REQUIREMENT 1 — Please transcribe the part of the HOA reserves passage starting at "The reserves are" and ending at "resist these increases.".
REQUIREMENT 2 — Condense the paragraph of the HOA reserves passage that begins "While this sounds easy" into a shorter version that keeps its main facts.

READING PASSAGE —
==*==
To this amount add the reserves necessary for streams and waterfalls, decks, concrete patios, walks and landscaping and you get some idea of the amount to be saved each year to deal with the realities of maintenance of these common elements.

The reserves are not to be confused with the operations & maintenance (O&M) budget. That budget takes care of day to day maintenance such as painting, sealcoating of driveways. lawn care, snow plowing, electrical and water utilities, accounting, management, minor repairs, etc.

While this sounds easy, in practice it is not. For one thing, some HOA owners have no desire to pay for infrastructure maintenance which is going to occur 5 or more years in the future. They would prefer to roll the dice and hope to sell before that maintenance becomes necessary. Such an approach could result in special assessments, but prior to that they hope to sell their unit and be long gone. They are gamblers. For this reason some calculating owners will argue to keep fees low.  At BLMH some owners did their very best to resist these increases.
==*==
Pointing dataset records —
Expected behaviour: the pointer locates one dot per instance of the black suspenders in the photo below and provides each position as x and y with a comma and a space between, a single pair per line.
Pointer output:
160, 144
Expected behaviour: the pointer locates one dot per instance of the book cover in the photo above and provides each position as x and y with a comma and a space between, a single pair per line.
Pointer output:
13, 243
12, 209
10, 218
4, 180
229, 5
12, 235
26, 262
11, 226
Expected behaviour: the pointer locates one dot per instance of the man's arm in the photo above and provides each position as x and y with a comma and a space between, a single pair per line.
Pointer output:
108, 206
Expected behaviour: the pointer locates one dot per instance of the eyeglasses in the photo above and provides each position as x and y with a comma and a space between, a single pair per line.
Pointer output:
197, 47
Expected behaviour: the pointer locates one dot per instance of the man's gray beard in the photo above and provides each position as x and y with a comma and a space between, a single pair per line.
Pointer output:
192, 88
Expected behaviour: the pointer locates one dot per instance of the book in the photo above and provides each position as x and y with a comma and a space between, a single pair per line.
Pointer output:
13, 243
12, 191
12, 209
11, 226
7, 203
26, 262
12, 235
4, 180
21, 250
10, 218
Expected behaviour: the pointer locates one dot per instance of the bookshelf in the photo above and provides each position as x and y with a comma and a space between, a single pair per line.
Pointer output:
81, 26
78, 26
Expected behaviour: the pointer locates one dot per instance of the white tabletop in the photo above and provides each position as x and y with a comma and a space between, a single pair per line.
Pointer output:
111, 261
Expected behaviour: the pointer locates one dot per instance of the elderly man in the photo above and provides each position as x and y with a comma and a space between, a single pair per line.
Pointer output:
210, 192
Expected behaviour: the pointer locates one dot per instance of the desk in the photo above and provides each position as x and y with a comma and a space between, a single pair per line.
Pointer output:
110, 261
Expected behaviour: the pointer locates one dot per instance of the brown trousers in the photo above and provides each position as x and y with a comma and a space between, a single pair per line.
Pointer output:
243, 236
==*==
CORRECT OUTPUT 1 —
The reserves are not to be confused with the operations & maintenance (O&M) budget. That budget takes care of day to day maintenance such as painting, sealcoating of driveways. lawn care, snow plowing, electrical and water utilities, accounting, management, minor repairs, etc.

While this sounds easy, in practice it is not. For one thing, some HOA owners have no desire to pay for infrastructure maintenance which is going to occur 5 or more years in the future. They would prefer to roll the dice and hope to sell before that maintenance becomes necessary. Such an approach could result in special assessments, but prior to that they hope to sell their unit and be long gone. They are gamblers. For this reason some calculating owners will argue to keep fees low.  At BLMH some owners did their very best to resist these increases.

CORRECT OUTPUT 2 — Funding reserves sounds easy but is hard in practice. Some HOA owners don't want to pay for infrastructure maintenance due five or more years out. They would rather gamble on selling before it is needed, even though this could lead to special assessments, so they argue to keep fees low. At BLMH, some owners strongly resisted the increases.